* [WHAT TO PRODUCE]: Word for word, set down every record that appears below.

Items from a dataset
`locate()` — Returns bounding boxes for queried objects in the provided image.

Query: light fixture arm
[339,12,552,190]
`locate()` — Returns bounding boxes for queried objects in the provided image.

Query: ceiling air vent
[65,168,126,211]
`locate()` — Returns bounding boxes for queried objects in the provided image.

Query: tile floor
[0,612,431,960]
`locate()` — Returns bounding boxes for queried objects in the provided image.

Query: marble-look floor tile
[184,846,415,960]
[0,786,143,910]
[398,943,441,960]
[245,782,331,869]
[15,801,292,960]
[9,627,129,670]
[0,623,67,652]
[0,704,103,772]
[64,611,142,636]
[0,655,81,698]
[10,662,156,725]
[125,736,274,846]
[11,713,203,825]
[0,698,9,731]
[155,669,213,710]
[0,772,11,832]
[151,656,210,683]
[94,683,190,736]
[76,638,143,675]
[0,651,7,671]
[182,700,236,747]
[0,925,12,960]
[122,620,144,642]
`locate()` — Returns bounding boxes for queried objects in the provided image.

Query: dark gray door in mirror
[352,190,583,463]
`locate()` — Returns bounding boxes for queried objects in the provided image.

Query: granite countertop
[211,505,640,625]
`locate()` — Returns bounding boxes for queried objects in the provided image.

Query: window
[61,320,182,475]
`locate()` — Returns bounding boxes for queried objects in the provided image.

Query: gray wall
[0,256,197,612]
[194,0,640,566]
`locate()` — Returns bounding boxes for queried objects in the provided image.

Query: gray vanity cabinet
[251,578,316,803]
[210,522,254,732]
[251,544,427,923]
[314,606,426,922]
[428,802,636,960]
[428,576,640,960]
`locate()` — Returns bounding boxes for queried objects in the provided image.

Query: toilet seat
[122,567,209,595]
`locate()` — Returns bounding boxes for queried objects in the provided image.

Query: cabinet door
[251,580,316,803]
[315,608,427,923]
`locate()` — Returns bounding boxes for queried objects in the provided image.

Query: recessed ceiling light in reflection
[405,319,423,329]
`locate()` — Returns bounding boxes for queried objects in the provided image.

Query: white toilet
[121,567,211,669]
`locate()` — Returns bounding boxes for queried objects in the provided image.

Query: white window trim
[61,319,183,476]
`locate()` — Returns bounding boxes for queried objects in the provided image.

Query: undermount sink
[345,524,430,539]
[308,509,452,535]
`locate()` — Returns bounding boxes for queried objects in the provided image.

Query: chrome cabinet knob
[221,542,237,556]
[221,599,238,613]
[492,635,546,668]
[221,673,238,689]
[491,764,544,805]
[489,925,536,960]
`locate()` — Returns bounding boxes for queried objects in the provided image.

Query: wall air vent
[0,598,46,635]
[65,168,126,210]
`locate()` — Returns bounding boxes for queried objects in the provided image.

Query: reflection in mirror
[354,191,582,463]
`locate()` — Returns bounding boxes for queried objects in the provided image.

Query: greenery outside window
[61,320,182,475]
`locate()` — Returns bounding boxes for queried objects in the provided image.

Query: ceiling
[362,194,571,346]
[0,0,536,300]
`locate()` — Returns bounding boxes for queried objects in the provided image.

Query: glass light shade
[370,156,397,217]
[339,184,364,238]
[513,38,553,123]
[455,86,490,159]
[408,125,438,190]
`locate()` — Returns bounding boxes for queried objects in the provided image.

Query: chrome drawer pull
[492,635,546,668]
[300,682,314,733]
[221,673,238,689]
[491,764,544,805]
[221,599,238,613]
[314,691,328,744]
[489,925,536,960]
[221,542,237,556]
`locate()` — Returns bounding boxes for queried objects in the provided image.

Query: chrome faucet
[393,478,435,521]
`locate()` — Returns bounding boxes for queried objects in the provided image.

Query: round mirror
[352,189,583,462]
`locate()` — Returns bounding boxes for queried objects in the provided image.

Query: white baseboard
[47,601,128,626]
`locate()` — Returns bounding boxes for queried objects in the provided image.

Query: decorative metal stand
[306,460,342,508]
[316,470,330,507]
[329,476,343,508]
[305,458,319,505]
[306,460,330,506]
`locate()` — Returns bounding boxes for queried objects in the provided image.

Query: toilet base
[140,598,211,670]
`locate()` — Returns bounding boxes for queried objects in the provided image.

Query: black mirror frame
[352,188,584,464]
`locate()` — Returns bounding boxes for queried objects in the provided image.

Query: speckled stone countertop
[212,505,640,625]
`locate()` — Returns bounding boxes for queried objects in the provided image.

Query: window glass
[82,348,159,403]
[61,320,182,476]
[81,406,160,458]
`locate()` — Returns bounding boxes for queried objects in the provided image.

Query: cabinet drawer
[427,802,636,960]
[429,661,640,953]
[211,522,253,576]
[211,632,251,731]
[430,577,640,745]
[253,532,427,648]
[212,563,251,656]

* [RESULT]:
`locate()` — Returns bounding boxes for queried objects in the provided image.

Query: light fixture arm
[339,12,552,190]
`locate()` — Returns bounding boxes for queried objects in the provided image.

Query: ceiling air vent
[65,168,126,211]
`locate()` — Returns bounding boxes for queried objects in the provided image.

Query: tile floor
[0,612,431,960]
`locate()` — Returns bounding boxes for queried objects in the provided image.

Query: marble-look floor tile
[184,846,415,960]
[0,786,143,910]
[398,943,441,960]
[245,782,331,869]
[15,801,292,960]
[9,627,129,670]
[0,623,67,652]
[0,704,103,772]
[64,611,142,636]
[0,655,81,698]
[10,662,156,725]
[125,736,274,846]
[11,713,203,825]
[0,698,9,731]
[155,669,213,710]
[0,772,11,832]
[151,656,210,683]
[94,683,190,736]
[76,638,143,675]
[0,651,7,671]
[182,700,236,747]
[0,925,12,960]
[122,620,144,642]
`locate()` — Returns bounding boxes for queried objects in the provided image.

Query: dark gray door in mirror
[352,190,583,463]
`locate()` — Returns bounding boxes for queried objects in the provided image.

Query: granite countertop
[211,505,640,625]
`locate()` — Returns bounding boxes for queried objects in the provided image.

Query: window
[61,320,182,475]
`locate()` — Returns bounding boxes for queried objects in the provided image.

Query: gray wall
[0,256,197,612]
[194,0,640,566]
`locate()` — Returns bounding boxes for queried objects in the provided image.

Query: gray vanity cabinet
[251,578,316,803]
[210,522,254,732]
[251,544,427,923]
[314,606,426,922]
[428,802,636,960]
[428,576,640,960]
`locate()` — Returns bounding boxes for queried objects in the provided image.

Query: toilet seat
[122,567,209,595]
`locate()` — Returns bounding boxes for queried objects in the provided image.

Query: cabinet door
[251,580,316,803]
[315,608,427,923]
`locate()` — Returns bounding boxes for queried objects in the provided image.

Query: recessed ceiling light in reflection
[405,319,423,329]
`locate()` — Returns bounding boxes for queried objects in the provided image.

Query: white toilet
[121,567,211,669]
`locate()` — Returns bounding boxes for queried objects in the provided image.

Query: white window trim
[61,319,183,476]
`locate()` — Returns bounding boxes for queried objects in the provided image.

Query: undermount sink
[345,524,430,539]
[308,509,452,535]
`locate()` — Returns bounding boxes for queried objects in the provided image.

Query: chrome cabinet knob
[221,542,237,556]
[221,599,238,613]
[492,635,546,668]
[221,673,238,689]
[491,764,544,805]
[489,925,536,960]
`locate()` — Returns bounding boxes for queried objects in the provided image.

Query: wall air vent
[0,598,46,635]
[65,168,126,210]
`locate()` — Returns bounding boxes for queried objects in the provided image.

Query: reflection in mirror
[354,191,582,463]
`locate()` — Returns bounding boxes for queried objects in the provided image.

Query: greenery outside window
[61,320,182,475]
`locate()` — Returns bounding boxes for queried objects in the provided image.

Query: ceiling
[362,194,571,346]
[0,0,536,300]
`locate()` — Returns bounding boxes for queried objects in the provided image.

Query: glass light shade
[370,156,397,217]
[339,184,364,238]
[513,38,553,123]
[455,86,490,159]
[408,125,438,190]
`locate()` — Returns bounding boxes for queried objects in the provided image.

Query: chrome drawer pull
[492,635,546,668]
[300,682,314,733]
[221,673,238,689]
[491,764,544,805]
[221,599,238,613]
[314,691,328,744]
[489,925,536,960]
[221,542,237,556]
`locate()` — Returns bounding boxes for queried objects in the provided image.

Query: chrome faucet
[393,478,435,521]
`locate()` — Returns bounding boxes for queried objects in the provided image.

Query: round mirror
[352,189,583,462]
`locate()` — Returns bounding boxes for queried objects in the provided image.

Query: white baseboard
[47,601,128,626]
`locate()` — Returns bounding boxes for queried objects in the provided image.

Query: decorative metal stand
[306,460,342,508]
[316,470,330,507]
[329,476,343,508]
[305,458,319,505]
[306,460,330,506]
`locate()` — Returns bounding boxes for queried objects in the provided image.

Query: toilet base
[140,598,211,670]
`locate()` — Returns bounding boxes for queried objects in the provided image.

Query: black mirror frame
[352,188,584,464]
`locate()` — Returns bounding boxes for queried objects in the provided image.

Query: speckled stone countertop
[212,505,640,625]
`locate()` — Returns bounding boxes for queried objects in the provided image.

Query: window glass
[82,348,159,403]
[61,320,182,476]
[81,406,160,458]
`locate()` — Returns bounding boxes for queried objects in the provided image.

Query: cabinet drawer
[427,802,636,960]
[429,661,640,953]
[211,522,253,576]
[211,632,251,731]
[430,577,640,745]
[253,532,427,648]
[212,563,251,656]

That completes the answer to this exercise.